12:50 pm update: I’ve just been told that if a person stops breathing and has no pulse for more than eight minutes, they’re history. Even among those who are revived within the eight-minute limit, over 90% don’t make it. It reportedly took paramedics 15 minutes to get Fisher’s pulse going after her plane landed.
Fisher was a good actress/performer but a much better author and screenwriter, and generally a brilliant wit and raconteur. Her best works were the book and screenplay of Postcards from the Edge and her autobiographical one-woman play and its nonfiction book, Wishful Drinking.
From publicist Simon Halls: “It is with a very deep sadness that Billie Lourd confirms that her beloved mother Carrie Fisher passed away at 8:55 this morning. She was loved by the world and she will be missed profoundly. Our entire family thanks you for your thoughts and prayers.”
Earlier: The finality began when Fisher suffered a serious heart attack on a London-to-Los Angeles flight three days ago (i.e., Friday, 12.23). She reportedly wasn’t breathing for a long period. It didn’t look good — hell, it looked bad. Then came a word of hope yesterday. And now this.
It was Fisher, remember, who asked the question in an Interview piece that indicated Daisy Ridley didn’t know who Cary Grant was, or didn’t know much.
I was at a party somewhere in the hills about ten or twelve years ago, and at one point I had a chat with Bill Maher and his girlfriend-of-the-moment. Quite the festive event, lots of crazy giggling and inebriation. And then I saw Carrie Fisher arrive and said to myself, “Oh, wow…all the party people are here.”
This is a very significant (i.e., chilling) boomer death, and obviously a heavy one for the ComicCon crowd. I feel very, very sorry for everyone close to Carrie — her daughter, mom, brother, all the friends and colleagues, Bright Lights co-directors Alexis Bloom and Fisher Stevens, etc. Sad day.

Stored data
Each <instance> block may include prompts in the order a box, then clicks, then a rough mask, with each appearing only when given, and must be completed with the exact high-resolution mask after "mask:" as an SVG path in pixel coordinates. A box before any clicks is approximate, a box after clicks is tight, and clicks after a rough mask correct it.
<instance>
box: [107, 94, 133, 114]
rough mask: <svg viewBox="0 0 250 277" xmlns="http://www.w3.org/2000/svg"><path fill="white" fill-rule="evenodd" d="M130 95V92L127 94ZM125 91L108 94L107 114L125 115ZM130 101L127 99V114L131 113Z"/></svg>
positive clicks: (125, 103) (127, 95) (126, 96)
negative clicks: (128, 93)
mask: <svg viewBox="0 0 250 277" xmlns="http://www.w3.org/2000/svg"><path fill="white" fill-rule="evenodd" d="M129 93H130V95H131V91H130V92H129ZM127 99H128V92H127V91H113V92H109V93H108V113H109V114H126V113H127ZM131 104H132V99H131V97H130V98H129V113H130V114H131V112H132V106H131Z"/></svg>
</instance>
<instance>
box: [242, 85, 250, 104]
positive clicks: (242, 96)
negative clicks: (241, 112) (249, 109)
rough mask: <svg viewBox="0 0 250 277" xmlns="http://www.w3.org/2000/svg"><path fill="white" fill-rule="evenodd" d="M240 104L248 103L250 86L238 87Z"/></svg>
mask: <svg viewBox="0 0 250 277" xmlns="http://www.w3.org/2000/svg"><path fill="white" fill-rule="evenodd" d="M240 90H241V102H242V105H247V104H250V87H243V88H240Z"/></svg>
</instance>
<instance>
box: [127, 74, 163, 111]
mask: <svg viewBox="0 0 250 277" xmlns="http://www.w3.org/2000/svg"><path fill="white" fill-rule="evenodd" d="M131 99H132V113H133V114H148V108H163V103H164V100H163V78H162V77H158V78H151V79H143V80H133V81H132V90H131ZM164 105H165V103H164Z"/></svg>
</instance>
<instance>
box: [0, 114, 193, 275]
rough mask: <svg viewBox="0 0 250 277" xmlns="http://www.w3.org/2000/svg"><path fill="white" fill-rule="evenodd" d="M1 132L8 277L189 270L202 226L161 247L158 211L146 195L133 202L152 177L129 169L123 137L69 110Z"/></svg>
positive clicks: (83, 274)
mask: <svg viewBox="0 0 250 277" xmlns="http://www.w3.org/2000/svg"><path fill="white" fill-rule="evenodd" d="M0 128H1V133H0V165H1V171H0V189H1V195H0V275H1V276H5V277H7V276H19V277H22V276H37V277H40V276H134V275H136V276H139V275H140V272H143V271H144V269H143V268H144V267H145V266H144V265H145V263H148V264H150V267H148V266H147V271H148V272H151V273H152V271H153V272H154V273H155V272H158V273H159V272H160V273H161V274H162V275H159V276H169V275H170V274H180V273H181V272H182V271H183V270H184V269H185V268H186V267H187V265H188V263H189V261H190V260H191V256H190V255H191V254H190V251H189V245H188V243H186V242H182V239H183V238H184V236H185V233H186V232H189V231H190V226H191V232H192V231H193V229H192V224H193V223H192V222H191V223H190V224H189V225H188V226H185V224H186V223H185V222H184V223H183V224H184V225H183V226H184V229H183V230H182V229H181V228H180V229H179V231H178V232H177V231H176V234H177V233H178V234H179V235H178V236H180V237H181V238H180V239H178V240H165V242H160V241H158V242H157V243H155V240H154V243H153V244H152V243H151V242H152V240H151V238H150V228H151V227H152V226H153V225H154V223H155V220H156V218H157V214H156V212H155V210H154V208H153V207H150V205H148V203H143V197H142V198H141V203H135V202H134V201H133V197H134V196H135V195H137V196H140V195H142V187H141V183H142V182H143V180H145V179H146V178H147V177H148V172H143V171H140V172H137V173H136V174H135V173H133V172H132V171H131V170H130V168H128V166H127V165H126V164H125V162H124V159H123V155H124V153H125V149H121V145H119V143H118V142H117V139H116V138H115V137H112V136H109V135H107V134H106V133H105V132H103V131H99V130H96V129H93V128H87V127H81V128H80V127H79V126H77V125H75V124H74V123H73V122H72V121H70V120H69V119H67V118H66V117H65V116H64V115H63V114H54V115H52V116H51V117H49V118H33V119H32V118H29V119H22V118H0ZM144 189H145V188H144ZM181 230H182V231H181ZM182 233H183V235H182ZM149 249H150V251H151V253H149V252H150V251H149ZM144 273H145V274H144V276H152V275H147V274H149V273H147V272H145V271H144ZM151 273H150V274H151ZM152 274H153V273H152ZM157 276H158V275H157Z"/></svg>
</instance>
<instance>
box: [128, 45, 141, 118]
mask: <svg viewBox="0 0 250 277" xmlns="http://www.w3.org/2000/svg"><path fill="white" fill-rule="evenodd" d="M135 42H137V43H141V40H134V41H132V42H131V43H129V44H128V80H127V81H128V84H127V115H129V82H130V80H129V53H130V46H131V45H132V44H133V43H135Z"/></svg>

Task set ->
• a. According to the supplied text, at what time did Carrie Fisher pass away?
• b. List each line of the entries that contains the string "positive", matching case.

Answers ->
• a. She passed away at 8:55 in the morning.

• b.
positive clicks: (125, 103) (127, 95) (126, 96)
positive clicks: (242, 96)
positive clicks: (83, 274)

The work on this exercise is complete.